# Task directions
Lines before the one containing "Every instance of the calm" are excluded; print that line and every line after it through the end of the material below, exactly.

####################

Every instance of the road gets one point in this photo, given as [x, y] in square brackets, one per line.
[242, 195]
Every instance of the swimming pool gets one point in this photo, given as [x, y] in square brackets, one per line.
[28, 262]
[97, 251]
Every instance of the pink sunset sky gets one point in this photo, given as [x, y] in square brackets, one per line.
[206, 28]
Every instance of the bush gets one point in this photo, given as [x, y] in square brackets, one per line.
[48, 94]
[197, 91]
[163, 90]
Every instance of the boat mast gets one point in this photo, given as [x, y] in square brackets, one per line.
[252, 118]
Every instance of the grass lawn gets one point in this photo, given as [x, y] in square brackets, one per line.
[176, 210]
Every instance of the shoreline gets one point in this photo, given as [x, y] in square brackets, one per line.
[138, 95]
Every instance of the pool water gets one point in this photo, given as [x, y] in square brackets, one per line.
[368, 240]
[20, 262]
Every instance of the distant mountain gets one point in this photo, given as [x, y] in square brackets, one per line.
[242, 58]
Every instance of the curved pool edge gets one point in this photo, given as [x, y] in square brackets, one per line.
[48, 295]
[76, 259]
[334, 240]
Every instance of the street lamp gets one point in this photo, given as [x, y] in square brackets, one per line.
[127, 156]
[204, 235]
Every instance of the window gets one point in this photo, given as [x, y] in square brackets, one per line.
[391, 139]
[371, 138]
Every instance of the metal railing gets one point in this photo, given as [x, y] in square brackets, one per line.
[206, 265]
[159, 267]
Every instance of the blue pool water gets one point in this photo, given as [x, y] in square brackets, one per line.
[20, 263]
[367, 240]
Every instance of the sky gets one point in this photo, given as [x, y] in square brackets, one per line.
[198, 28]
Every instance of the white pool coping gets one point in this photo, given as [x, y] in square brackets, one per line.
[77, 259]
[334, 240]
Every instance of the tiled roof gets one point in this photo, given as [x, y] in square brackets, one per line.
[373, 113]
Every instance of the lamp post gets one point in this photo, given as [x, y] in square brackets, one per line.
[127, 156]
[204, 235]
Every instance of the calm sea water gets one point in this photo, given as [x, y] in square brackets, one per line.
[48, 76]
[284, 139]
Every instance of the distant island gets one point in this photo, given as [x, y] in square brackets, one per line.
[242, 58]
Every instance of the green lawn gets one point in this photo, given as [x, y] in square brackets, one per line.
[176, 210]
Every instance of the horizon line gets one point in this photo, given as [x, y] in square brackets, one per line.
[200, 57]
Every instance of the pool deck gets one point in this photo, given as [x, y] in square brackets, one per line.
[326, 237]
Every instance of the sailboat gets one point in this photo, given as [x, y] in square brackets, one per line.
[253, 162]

####################

# Response for this exercise
Every instance of the calm sea water gets one point in this photo, given as [x, y] in square brackets, one per line.
[48, 76]
[284, 139]
Every instance of the distant island gets one point in this photo, given as [x, y] in square brackets, one per line.
[242, 58]
Every instance of the green lawn gets one point in this photo, given as [x, y] in square brackets, one per line.
[176, 210]
Every instance of the horizon line gets one point in this photo, given as [x, y] in square brackets, one per line.
[200, 57]
Every instance of the pool deck gets one point in this photo, given as [x, y] in square brackets, one per line.
[326, 237]
Every instance of the sailboat gets one point in this photo, given as [x, y] in square brackets, one per line.
[253, 162]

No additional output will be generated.